§ What you are asked to do: Could you write out the lines starting with the line that contains "Locate the dark storm" and going on through the line that contains "top-left (52, 165), bottom-right (250, 191)", changing "incident report" to "status report" and leaving everything else as it is?

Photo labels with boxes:
------------------------------------
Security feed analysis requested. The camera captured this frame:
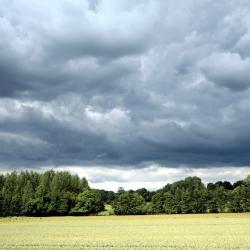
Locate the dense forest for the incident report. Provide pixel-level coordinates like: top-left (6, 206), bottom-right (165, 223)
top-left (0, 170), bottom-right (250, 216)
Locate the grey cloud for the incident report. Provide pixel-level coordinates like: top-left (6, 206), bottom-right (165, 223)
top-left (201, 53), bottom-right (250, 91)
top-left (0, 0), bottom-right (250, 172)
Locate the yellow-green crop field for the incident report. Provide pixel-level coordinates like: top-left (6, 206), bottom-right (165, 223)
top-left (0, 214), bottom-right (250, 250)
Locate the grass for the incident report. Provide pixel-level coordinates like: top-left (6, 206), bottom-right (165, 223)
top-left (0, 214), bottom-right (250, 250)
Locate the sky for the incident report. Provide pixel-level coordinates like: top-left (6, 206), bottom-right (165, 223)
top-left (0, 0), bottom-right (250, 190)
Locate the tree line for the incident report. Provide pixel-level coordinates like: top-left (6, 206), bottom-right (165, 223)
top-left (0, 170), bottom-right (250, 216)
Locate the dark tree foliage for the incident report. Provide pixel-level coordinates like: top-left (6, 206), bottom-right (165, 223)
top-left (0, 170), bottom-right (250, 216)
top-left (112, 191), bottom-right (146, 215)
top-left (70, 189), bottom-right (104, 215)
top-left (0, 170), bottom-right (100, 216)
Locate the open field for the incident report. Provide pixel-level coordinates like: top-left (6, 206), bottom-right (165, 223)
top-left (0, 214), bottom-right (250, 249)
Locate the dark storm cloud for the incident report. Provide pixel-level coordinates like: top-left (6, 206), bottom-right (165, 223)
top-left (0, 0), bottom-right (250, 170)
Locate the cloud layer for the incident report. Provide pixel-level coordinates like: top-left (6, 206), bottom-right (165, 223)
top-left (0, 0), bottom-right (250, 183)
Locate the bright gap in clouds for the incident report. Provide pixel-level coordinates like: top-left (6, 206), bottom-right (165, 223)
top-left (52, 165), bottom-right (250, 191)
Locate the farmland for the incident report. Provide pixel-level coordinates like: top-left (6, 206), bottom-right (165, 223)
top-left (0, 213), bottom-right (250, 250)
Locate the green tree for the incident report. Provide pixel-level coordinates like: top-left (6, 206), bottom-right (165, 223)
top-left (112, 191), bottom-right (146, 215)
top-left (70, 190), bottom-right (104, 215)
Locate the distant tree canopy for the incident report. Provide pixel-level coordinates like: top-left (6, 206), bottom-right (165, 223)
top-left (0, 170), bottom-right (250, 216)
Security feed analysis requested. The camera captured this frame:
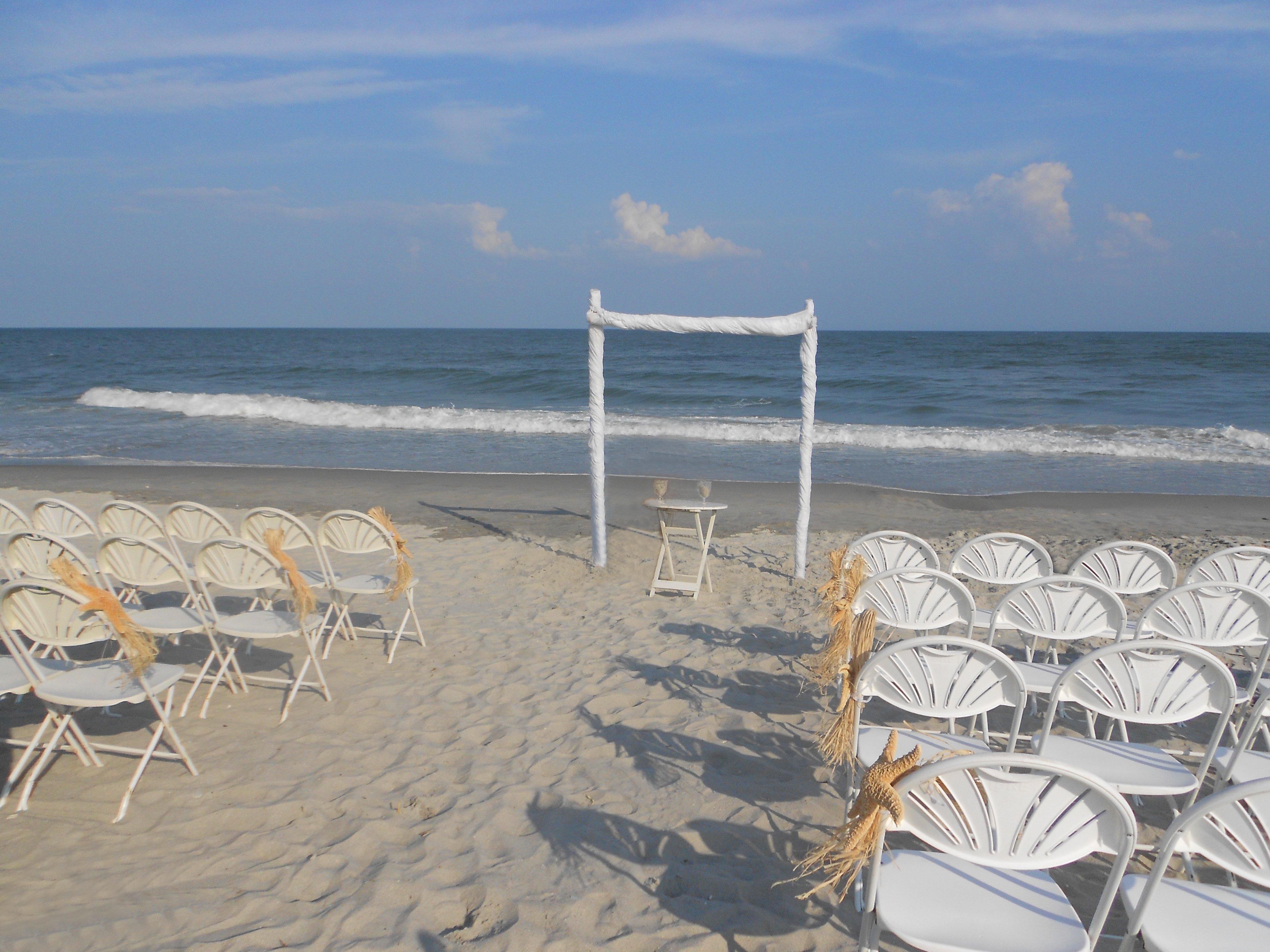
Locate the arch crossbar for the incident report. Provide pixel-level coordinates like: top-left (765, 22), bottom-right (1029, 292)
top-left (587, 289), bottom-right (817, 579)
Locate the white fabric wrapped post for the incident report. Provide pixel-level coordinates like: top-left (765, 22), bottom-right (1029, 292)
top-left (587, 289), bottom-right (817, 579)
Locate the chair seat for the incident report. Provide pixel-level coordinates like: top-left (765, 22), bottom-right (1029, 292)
------------------------------------
§ Worked answer:
Locate the dark storm cloud for the status report. Provide pixel-level coordinates like: top-left (6, 206), bottom-right (165, 223)
top-left (0, 0), bottom-right (250, 170)
Locate the cloud layer for the status report. Provide pixel-level coordinates like: top-left (6, 206), bottom-right (165, 223)
top-left (0, 0), bottom-right (250, 183)
Locate the bright gap in clouds for the status report. Provide pixel-level coordinates like: top-left (6, 206), bottom-right (165, 223)
top-left (52, 165), bottom-right (250, 191)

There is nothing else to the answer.